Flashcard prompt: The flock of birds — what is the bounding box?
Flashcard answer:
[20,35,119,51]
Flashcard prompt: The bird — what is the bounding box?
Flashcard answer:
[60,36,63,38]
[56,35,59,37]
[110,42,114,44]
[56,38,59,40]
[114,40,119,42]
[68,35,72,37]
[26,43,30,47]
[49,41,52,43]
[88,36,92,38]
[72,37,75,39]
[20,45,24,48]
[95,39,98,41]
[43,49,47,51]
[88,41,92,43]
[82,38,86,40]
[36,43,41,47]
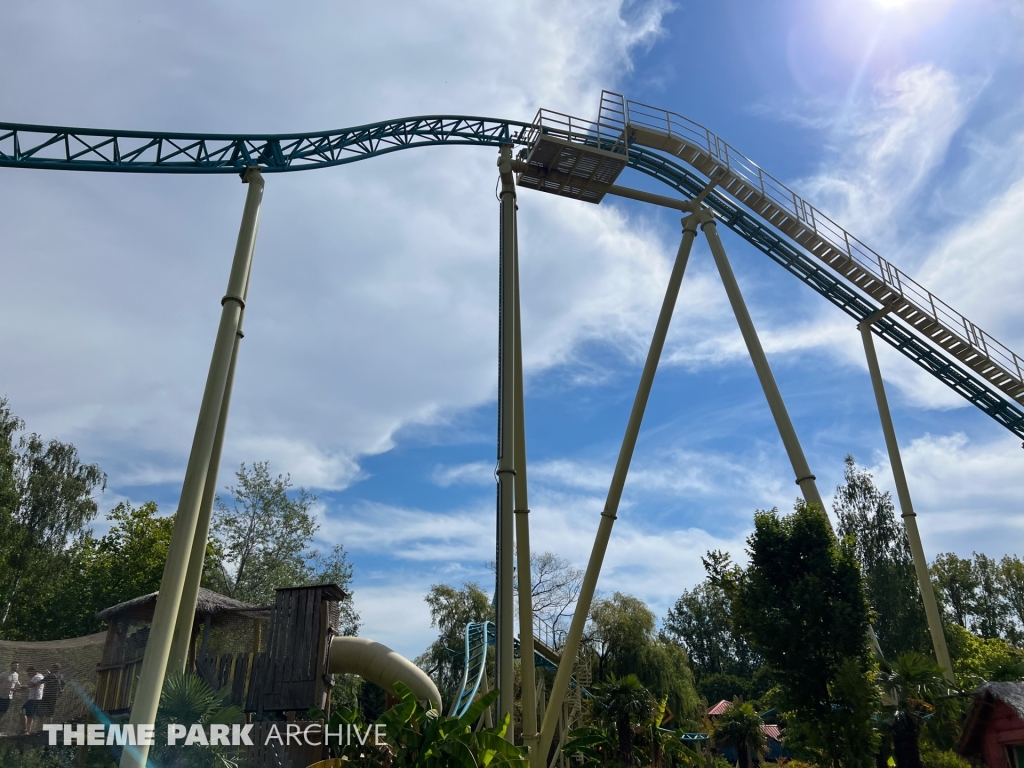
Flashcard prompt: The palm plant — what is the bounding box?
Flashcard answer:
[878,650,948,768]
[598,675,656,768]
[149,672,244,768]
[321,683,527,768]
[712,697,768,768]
---
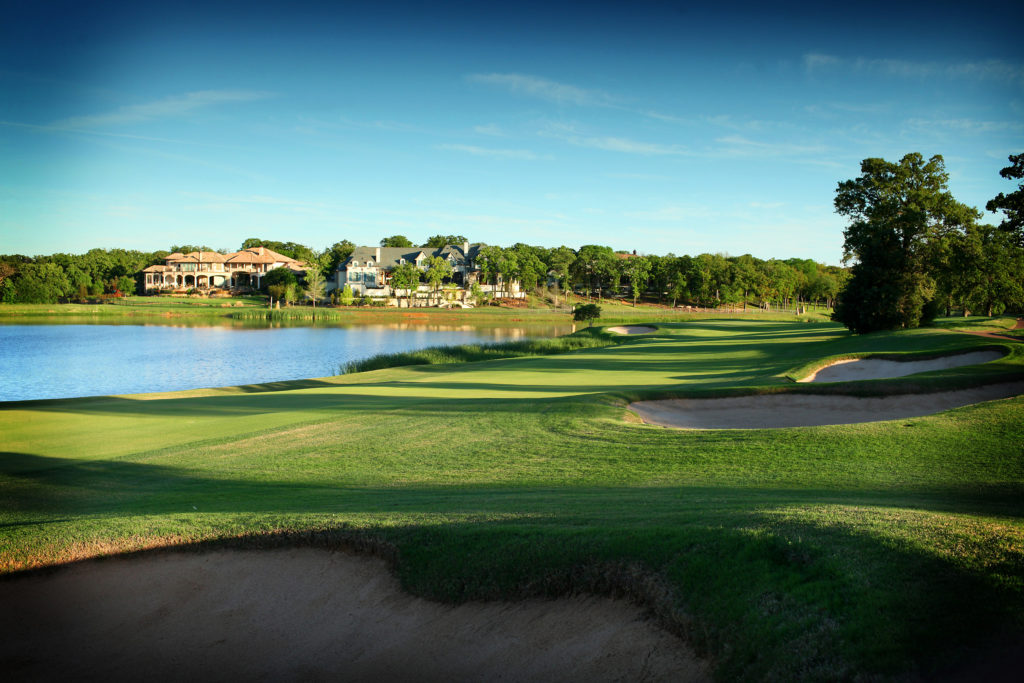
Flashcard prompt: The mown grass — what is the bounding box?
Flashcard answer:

■ **TASK GOAL**
Gather every line of the material above that contains the word "prompt", and copy each of those lines in full.

■ **EXERCISE SOLUTION**
Flashcard prompt: The flock of birds — what is the bounding box?
Flashcard prompt: The bird — what is the bounding box?
Flashcard prompt: The palm plant — what is the bounding box?
Flashcard prompt: The mown grass — what is the bounding box?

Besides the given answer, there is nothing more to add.